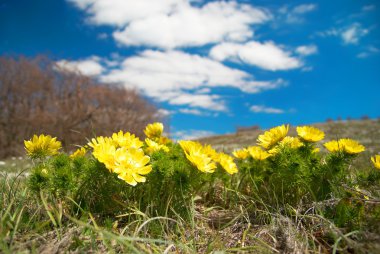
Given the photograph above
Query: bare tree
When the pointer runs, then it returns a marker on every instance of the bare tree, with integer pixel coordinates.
(37, 96)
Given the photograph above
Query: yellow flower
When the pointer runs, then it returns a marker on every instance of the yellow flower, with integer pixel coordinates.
(291, 142)
(99, 141)
(334, 146)
(241, 154)
(105, 153)
(257, 153)
(211, 152)
(227, 162)
(164, 140)
(126, 140)
(131, 165)
(201, 161)
(154, 146)
(41, 146)
(154, 130)
(376, 161)
(188, 145)
(274, 150)
(310, 134)
(80, 152)
(344, 145)
(273, 136)
(201, 157)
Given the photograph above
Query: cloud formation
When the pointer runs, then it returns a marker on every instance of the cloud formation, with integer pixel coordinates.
(90, 66)
(307, 50)
(266, 55)
(172, 24)
(180, 78)
(350, 34)
(264, 109)
(296, 14)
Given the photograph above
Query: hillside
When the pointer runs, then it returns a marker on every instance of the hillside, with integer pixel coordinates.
(366, 132)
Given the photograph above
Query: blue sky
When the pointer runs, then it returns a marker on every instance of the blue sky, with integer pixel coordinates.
(211, 66)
================
### WORK REQUIRED
Start at the line with "Query: hillside" and stop at the end of the records. Write those lines out exactly and add nothing.

### YOUR SOLUTION
Query: hillside
When the pointer runs, then it returns a marker on every instance of the hillside, with integer pixel coordinates.
(366, 132)
Given the photograph above
Query: blue sky
When the pointer runs, then it returns a marker on every instance of the blue sky, with integer pixel coordinates.
(211, 66)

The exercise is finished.